**Extract:**
--- START ---

Stage 4: Strategic synthesis

Claude Opus 4.7 combines the stage 1 research, the stage 2 signals and the stage 3 scores into an identity gap analysis (six dimensions, 0-10 each), a competitor benchmark with per-competitor strengths and weaknesses, and a seven-step action plan. Every action in the plan must reference a specific finding; generic advice is rejected by the prompt contract.

Formulas

Every metric in a Mirr report is one of these:

  • Coverage % = (prompts mentioning your brand ÷ 15 total prompts) × 100. Regex word-boundary match against normalised text, case-insensitive. Deterministic.
  • Share of Voice % = (your brand mentions ÷ total brand mentions across all responses) × 100. Counts every occurrence of every provided brand name. Deterministic.
  • Web Presence Score = Wikipedia (25) + Schema.org (15) + LinkedIn (15) + meta title (10) + meta description (10) + Open Graph (8) + reviews (up to 8) + Twitter card (5) + canonical URL (4). Maximum 100. Deterministic.
  • Visibility Score = mean of five category scores (Awareness, Consideration, Decision, Sentiment, Cultural). Each category 0-100, scored by Claude Haiku against a rubric. Ranges: 0-20 Invisible, 20-50 Weak-Emerging, 50-75 Established, 75-100 Dominant.
  • Identity Gap = six 0-10 scores for Tone, Values, Audience, Market Position, Brand Promise, Emotional Association. Scored by Claude Sonnet comparing your intended positioning (optional input) to actual AI perception.
  • Per-LLM Coverage = same Coverage formula run independently per platform. Reveals whether your visibility is broad (balanced across ChatGPT, Perplexity, Claude, Gemini) or fragile (concentrated in a single corpus).

--- END ---

**Supplied records:**
--- START ---

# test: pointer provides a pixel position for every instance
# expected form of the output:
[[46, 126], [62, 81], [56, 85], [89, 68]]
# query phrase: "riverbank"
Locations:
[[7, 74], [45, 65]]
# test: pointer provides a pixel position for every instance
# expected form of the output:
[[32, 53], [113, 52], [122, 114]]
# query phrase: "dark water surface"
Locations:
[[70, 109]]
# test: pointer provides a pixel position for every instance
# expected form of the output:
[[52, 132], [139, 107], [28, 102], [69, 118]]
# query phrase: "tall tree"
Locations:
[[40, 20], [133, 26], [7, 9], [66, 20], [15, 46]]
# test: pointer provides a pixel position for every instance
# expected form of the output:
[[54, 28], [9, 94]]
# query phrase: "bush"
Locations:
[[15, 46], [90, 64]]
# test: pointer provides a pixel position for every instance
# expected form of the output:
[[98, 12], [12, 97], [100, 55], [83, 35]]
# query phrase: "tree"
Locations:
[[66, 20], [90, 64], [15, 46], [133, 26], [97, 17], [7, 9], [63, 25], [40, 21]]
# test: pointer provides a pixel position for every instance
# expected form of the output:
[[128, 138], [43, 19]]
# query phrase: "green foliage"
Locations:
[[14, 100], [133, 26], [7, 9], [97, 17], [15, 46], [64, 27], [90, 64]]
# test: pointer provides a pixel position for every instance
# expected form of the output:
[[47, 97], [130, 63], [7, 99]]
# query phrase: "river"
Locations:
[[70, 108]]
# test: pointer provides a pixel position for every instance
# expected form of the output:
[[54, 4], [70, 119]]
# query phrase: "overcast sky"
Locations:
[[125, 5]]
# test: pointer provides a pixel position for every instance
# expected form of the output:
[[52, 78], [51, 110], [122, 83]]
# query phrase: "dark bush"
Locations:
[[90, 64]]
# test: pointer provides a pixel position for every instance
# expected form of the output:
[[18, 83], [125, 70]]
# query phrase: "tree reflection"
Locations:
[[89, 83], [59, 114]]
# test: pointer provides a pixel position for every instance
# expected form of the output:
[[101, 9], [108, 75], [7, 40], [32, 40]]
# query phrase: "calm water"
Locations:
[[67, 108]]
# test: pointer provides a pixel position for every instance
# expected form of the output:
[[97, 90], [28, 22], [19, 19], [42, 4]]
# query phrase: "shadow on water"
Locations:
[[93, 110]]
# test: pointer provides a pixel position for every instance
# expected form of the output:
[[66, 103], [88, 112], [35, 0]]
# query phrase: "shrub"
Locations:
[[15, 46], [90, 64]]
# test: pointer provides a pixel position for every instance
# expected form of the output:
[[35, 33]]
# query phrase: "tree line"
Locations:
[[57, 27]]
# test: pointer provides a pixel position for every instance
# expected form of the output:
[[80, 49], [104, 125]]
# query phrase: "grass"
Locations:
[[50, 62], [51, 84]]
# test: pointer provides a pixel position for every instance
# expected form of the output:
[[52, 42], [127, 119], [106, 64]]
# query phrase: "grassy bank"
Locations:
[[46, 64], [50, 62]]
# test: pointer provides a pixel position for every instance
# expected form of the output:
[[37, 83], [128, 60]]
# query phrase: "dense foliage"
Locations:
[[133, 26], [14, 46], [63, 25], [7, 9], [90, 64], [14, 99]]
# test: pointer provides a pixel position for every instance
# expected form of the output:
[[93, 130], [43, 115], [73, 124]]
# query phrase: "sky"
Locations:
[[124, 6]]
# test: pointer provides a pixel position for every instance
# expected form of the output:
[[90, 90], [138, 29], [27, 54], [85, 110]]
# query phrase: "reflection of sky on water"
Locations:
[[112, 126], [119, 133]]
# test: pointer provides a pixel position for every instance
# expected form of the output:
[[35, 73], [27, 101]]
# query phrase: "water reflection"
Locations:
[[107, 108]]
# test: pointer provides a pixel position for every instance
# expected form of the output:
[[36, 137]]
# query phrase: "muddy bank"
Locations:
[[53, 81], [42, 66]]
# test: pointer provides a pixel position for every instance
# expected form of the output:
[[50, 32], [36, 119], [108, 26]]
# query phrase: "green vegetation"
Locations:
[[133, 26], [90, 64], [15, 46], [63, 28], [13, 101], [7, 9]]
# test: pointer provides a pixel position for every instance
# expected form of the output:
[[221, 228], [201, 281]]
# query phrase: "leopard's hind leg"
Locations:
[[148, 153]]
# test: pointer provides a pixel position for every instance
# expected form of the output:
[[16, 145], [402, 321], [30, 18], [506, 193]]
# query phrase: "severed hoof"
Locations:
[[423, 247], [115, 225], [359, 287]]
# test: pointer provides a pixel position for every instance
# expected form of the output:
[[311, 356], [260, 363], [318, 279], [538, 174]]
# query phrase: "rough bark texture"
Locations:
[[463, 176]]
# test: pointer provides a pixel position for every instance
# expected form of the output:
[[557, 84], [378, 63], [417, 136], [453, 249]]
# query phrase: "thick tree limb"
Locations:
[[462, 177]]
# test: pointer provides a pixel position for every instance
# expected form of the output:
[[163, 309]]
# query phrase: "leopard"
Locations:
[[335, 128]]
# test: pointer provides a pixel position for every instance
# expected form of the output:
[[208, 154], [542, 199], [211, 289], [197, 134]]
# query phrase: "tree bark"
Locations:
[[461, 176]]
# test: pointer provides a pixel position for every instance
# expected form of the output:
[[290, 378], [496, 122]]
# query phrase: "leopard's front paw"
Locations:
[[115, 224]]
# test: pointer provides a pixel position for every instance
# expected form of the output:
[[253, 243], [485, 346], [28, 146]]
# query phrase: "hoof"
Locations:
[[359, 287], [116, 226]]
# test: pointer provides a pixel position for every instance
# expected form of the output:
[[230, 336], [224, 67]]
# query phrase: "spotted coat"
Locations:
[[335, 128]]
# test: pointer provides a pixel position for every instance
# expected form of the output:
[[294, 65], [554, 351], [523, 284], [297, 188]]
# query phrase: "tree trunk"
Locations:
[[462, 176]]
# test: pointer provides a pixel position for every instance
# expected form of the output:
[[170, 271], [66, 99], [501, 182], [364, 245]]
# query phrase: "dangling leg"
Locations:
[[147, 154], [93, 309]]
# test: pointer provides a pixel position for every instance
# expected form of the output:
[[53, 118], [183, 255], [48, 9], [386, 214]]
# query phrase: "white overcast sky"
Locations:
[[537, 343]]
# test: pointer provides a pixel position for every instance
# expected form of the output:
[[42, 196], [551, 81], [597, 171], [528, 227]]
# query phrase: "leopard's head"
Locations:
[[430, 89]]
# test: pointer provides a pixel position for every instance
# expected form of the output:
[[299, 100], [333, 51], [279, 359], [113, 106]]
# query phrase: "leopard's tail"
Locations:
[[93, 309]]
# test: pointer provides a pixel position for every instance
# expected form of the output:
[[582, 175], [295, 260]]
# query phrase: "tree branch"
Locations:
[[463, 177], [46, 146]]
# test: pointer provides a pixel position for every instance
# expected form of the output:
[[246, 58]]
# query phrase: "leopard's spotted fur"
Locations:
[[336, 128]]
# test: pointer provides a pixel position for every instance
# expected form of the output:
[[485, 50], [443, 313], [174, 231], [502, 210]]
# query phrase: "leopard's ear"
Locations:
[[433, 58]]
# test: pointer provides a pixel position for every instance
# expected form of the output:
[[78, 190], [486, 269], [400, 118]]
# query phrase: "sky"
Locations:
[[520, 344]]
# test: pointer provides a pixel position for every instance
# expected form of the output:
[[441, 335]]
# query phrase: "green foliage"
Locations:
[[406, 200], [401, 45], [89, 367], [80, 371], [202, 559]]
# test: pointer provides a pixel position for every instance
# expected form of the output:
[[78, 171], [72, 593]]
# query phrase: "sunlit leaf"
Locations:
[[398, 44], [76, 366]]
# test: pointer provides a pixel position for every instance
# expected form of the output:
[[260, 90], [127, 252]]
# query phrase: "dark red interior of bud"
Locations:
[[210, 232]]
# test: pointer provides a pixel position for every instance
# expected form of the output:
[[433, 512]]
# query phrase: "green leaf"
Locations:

--- END ---

**What you need to do:**
1. In the Mirr methodology text, what range of Visibility Score is labeled Established?
2. Pick up the Mirr methodology text after its closing bullet on Per-LLM Coverage, and write what comes next.

**Outputs by task:**
1. 50-75

2.
Why these four LLMs

Between them, ChatGPT, Perplexity, Claude and Gemini account for more than 90 percent of AI-assisted brand discovery today. Each has a different training corpus and update cadence, so a brand that appears in one may be invisible in another. Measuring all four is the only honest way to describe your AI visibility.

  • ChatGPT (OpenAI gpt-4o-mini) — largest consumer base, trained on a curated web corpus with periodic refreshes.
  • Perplexity (sonar) — research-first, fetches live web, cites sources. Strongest signal for freshness.
  • Claude (Haiku 4.5) — used widely by developers and enterprises, high reasoning quality.
  • Gemini (1.5 Flash) — integrated with Google Search and Android. Essential for consumer discovery.

Why 15 queries

The 15 queries are generated by a fixed template that asks each brand category five discovery-intent questions (for example, “what are the top tools for X”, “best alternatives to Y”), three comparison questions, three decision-stage questions, and four edge-case or long-tail questions. Running fewer queries produces unstable Coverage numbers; running more produces diminishing returns but tripled cost. Fifteen is the smallest number at which rerun variance drops below five points for most brands.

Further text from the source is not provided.